DATA SHOWN:

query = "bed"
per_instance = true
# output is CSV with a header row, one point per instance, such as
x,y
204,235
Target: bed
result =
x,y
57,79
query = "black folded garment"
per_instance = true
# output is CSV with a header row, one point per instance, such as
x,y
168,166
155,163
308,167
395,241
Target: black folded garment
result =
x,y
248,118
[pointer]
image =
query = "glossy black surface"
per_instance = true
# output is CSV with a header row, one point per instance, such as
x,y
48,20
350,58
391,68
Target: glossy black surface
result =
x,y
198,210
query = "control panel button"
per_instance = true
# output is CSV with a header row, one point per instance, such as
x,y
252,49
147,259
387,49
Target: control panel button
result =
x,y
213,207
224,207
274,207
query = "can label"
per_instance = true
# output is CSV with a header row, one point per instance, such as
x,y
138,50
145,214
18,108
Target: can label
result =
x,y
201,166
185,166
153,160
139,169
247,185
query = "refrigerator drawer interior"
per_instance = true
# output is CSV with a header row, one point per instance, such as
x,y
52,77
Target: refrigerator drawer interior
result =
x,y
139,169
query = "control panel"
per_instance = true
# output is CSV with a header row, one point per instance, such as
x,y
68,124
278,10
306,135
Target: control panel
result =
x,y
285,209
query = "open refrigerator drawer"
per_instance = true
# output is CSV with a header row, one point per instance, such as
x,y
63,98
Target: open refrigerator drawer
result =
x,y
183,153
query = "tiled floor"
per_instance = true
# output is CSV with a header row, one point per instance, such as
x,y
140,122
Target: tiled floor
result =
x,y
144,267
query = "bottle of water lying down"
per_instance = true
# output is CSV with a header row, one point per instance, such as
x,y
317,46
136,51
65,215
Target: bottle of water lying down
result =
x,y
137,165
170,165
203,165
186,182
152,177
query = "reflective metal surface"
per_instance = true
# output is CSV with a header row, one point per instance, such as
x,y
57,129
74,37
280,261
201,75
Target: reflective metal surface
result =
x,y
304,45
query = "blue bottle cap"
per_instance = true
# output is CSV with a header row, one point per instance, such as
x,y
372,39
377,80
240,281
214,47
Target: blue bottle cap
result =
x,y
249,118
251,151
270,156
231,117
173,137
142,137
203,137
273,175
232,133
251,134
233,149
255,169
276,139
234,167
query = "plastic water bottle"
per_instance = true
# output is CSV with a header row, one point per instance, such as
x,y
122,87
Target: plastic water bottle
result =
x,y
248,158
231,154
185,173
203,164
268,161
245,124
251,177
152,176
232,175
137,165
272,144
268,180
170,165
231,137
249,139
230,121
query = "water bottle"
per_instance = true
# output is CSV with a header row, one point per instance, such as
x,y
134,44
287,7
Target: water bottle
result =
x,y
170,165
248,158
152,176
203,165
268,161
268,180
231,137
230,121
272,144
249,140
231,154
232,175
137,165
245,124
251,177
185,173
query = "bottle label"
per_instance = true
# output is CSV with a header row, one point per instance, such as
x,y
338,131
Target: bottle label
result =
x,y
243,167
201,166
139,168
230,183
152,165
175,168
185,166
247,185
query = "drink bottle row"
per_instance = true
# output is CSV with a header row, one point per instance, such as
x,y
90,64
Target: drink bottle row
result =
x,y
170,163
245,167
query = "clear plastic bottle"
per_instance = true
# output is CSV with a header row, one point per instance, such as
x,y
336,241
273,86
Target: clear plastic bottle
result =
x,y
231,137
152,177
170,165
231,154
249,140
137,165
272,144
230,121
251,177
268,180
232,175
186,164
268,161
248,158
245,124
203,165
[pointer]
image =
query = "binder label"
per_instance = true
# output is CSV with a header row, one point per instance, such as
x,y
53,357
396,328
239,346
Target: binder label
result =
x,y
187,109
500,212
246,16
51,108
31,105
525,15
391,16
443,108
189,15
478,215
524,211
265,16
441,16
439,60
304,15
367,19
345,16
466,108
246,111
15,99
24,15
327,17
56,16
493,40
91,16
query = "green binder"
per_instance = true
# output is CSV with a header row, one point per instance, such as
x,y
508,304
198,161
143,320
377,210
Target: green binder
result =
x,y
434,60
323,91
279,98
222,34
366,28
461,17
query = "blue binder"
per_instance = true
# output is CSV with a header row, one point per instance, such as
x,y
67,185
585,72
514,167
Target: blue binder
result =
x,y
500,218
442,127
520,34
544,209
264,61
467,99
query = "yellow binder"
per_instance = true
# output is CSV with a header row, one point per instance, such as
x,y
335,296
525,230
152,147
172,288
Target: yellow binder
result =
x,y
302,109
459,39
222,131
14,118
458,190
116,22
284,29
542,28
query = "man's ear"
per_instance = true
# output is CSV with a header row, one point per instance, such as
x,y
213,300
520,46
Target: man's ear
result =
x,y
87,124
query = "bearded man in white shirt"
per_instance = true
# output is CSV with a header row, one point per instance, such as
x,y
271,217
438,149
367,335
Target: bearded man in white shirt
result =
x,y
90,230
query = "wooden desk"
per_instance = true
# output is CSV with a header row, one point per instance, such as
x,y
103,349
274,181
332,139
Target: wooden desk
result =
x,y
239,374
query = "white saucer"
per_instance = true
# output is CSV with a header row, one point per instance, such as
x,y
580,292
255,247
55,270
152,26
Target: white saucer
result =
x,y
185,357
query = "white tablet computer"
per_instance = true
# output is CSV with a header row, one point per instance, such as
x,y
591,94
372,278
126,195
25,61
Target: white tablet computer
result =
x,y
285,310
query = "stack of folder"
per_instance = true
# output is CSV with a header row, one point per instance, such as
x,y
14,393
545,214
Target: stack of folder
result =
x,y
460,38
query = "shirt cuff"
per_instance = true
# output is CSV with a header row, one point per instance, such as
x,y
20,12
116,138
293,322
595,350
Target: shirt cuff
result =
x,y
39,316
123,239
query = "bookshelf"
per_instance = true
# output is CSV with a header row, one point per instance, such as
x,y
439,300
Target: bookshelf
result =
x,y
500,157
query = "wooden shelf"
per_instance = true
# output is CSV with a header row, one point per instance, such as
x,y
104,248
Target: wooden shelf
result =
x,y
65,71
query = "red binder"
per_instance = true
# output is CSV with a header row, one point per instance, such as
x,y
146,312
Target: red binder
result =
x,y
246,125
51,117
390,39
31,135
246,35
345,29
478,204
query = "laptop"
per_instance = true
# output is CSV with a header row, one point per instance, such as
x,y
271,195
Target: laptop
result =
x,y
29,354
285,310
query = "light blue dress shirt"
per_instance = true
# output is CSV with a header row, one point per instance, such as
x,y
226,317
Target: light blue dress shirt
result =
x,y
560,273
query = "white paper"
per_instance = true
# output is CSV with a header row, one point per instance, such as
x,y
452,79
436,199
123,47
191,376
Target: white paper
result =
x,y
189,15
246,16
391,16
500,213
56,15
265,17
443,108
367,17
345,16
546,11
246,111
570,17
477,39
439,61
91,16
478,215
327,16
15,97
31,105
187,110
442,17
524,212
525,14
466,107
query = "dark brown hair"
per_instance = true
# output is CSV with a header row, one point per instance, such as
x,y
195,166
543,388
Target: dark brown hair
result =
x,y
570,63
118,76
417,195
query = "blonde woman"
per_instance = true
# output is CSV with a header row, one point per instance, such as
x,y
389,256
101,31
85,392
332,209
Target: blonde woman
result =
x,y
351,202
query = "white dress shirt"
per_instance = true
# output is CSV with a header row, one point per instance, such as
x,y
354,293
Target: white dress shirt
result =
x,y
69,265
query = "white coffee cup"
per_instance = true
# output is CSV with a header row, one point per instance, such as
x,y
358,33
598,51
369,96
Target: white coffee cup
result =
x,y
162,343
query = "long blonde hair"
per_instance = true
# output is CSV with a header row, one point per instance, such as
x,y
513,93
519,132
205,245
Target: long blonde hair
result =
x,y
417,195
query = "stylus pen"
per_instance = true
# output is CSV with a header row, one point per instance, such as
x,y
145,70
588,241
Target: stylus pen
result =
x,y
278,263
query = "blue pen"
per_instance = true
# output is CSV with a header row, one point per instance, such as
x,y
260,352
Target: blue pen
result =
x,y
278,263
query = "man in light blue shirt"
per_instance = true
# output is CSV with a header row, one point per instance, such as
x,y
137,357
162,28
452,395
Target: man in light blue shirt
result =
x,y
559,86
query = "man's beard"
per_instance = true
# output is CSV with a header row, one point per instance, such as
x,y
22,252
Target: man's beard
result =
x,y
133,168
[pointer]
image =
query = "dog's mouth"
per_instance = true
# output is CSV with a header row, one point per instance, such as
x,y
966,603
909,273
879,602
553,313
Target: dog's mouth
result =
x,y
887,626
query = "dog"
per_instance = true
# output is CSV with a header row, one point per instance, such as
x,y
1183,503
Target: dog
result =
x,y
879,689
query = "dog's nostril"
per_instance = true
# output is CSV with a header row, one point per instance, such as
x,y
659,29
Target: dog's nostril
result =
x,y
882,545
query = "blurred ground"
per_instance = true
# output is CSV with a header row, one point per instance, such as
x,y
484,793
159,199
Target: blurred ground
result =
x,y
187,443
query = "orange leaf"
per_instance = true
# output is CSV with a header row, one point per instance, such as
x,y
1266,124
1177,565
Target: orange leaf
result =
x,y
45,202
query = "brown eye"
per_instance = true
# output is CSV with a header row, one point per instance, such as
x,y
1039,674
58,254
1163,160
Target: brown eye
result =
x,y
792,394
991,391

TASK PROMPT: Every line of the material above that has the string "wooden" needs pulling out.

REPLY TO THE EXERCISE:
query = "wooden desk"
Target: wooden desk
query = "wooden shelf"
Target: wooden shelf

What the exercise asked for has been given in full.